El arte de la Concepción

mama

La cola de clientes llegaba a la puerta de la sucursal, pero mi madre me escuchaba sin inmutarse. Yo, un mocoso de ocho años, apenas levantaba para verla al otro lado del mostrador. ‘¿Llevas la ropa de judo?, ¿te has acordado de tomar el sobre de frenadol?’, y así pregunta tras pregunta, con calma, ajena al jaleo de la oficina. Detrás empezaban a desesperarse, levantando la vista, resoplando y lanzando miradas de ‘señora-nos-atiende’. La escena, habitual durante sus años trabajando en la caja, resume su filosofía de vida: el trabajo importa, pero la familia es lo único que no puede esperar.

Desde que se jubiló suele llamarme por teléfono a las once o doce de la mañana, y me pregunta: ‘¿Qué haces, hijo?’. Le contesto que trabajar, como si le diese una noticia. Nada le importa que me haya cogido en una rueda de prensa o en una reunión con mi jefa, empezará a contarme que mi padre ha vuelto a salir solo al monte y cualquier día le pasará algo o que el fin de semana se acercaron a Chaves a comer el bacalao a la brasa, pero que ya no lo hacen como antes. Si me nota apresurado, me reprenderá sin contemplaciones: ‘¿Ocupado? Anda, anda, ni que fueras ministro’, dejándome claro que, a mi edad, aún no me he aprendido las prioridades.

Cuando mi madre llama, no podemos hacerla esperar. Si tardamos en contestar, lo intentará cada dos minutos, luego probará el fijo y, si sigue sin haber respuesta y has olvidado avisarla de que no estarás disponible, empezará la operación ‘localizando-al-hijo’. Primero los novios, luego los hermanos y después se lanzará  a contactar a amigos y parientes cercanos, antes de tirar de agenda para movilizar a instancias mayores. Casi todo nuestro círculo cercano ha recibido, en algún momento, una llamada suya preguntándole por nosotros.

Datos mostrados:
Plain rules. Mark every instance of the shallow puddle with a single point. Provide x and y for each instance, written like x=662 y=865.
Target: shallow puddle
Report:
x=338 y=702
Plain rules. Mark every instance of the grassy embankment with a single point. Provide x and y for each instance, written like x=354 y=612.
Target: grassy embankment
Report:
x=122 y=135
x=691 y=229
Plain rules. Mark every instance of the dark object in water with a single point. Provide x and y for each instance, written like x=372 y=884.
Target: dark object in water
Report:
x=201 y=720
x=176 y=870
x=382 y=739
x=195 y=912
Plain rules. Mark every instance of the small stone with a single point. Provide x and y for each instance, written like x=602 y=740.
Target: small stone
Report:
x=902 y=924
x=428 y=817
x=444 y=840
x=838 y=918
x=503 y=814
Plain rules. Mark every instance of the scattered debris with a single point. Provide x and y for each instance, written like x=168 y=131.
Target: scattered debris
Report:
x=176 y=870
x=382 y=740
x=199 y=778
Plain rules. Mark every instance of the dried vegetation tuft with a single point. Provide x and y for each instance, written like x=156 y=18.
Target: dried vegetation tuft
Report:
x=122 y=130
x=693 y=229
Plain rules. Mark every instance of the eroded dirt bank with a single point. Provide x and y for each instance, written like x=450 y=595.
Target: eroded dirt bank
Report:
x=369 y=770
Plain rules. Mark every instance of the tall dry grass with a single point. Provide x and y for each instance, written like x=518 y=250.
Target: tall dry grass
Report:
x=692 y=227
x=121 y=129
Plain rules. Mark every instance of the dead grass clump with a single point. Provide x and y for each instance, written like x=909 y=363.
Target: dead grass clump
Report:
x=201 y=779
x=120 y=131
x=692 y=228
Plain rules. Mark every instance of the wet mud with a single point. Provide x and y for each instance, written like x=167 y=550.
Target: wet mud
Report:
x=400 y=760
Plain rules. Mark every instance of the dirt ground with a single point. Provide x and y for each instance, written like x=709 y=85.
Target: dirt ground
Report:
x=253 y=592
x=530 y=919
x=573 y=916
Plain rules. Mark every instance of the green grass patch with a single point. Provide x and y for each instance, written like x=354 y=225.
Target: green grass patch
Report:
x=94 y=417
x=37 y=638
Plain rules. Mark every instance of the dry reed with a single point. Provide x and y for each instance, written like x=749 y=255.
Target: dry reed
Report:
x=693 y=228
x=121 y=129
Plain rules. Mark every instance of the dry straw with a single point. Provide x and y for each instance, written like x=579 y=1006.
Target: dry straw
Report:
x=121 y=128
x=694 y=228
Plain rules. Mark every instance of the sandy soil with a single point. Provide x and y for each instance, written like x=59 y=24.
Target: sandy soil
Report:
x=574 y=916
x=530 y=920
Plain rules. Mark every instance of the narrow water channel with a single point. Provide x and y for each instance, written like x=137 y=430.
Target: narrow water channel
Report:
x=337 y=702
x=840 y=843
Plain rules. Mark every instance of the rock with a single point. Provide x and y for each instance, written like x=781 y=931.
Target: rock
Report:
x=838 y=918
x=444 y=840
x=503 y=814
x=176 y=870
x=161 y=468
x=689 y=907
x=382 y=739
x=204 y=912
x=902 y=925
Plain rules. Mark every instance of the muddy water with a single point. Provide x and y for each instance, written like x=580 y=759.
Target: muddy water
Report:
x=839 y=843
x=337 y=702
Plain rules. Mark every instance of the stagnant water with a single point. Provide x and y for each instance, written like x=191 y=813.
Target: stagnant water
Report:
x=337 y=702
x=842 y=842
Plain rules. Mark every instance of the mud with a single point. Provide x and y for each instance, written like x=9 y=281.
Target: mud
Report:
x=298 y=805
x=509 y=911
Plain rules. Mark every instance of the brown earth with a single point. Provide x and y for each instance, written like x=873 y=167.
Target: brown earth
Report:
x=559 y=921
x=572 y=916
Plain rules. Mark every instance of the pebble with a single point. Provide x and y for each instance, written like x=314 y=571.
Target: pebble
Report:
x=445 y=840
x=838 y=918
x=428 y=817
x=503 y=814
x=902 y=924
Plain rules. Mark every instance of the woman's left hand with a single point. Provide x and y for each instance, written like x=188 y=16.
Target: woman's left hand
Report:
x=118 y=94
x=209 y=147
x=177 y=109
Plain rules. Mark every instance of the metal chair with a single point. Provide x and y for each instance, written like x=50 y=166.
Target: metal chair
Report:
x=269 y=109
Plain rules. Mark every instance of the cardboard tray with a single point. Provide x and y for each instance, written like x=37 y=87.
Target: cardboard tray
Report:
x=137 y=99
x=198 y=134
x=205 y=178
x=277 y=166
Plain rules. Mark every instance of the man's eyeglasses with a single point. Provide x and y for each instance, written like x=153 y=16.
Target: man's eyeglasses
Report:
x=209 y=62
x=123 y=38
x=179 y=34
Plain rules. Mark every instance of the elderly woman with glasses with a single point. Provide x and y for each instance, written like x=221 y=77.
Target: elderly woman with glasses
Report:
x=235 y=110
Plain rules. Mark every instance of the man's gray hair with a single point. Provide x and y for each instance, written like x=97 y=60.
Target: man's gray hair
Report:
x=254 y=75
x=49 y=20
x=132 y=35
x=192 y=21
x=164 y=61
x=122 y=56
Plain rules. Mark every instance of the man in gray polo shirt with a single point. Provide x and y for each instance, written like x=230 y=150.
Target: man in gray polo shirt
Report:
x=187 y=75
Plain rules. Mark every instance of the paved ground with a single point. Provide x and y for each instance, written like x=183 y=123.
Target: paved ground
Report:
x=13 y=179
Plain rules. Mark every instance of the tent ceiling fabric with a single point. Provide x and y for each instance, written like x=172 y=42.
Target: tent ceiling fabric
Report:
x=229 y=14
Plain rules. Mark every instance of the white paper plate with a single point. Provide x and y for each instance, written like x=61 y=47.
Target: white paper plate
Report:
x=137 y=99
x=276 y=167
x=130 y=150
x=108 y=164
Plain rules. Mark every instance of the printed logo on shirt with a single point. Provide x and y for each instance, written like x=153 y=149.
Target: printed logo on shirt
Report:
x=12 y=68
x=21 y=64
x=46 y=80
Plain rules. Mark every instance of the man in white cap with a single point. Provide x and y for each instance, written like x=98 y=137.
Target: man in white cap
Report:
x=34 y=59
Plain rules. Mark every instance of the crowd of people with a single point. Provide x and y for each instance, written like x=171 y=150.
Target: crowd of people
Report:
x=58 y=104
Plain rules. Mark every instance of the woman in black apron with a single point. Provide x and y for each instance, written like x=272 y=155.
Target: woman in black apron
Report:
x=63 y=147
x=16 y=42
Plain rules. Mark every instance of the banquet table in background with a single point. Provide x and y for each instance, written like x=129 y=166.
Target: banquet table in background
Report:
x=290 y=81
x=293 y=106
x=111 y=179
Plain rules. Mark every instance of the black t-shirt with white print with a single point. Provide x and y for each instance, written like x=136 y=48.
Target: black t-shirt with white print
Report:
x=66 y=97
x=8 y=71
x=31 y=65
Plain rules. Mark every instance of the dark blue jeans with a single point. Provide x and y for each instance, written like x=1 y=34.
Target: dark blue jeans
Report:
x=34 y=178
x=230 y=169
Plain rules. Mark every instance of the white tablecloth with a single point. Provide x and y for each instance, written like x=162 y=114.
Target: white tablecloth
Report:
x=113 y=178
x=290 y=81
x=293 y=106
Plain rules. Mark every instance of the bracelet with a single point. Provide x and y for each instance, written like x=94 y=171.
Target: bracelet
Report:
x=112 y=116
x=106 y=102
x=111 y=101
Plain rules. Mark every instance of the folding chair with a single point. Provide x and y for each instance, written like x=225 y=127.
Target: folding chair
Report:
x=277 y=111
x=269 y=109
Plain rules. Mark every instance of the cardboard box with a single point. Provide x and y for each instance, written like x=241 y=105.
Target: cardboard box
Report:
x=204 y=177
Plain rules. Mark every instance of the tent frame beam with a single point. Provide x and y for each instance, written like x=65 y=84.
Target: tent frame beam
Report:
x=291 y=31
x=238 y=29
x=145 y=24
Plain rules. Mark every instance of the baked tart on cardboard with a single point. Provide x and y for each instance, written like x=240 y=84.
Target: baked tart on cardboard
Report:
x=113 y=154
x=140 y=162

Cómo hacerlo: Transcribe sin cambios el tramo del texto sobre la madre que va desde "El arte de la Concepción" hasta "no puede esperar.".

Ejercicio resuelto:
El arte de la Concepción

mama

La cola de clientes llegaba a la puerta de la sucursal, pero mi madre me escuchaba sin inmutarse. Yo, un mocoso de ocho años, apenas levantaba para verla al otro lado del mostrador. ‘¿Llevas la ropa de judo?, ¿te has acordado de tomar el sobre de frenadol?’, y así pregunta tras pregunta, con calma, ajena al jaleo de la oficina. Detrás empezaban a desesperarse, levantando la vista, resoplando y lanzando miradas de ‘señora-nos-atiende’. La escena, habitual durante sus años trabajando en la caja, resume su filosofía de vida: el trabajo importa, pero la familia es lo único que no puede esperar.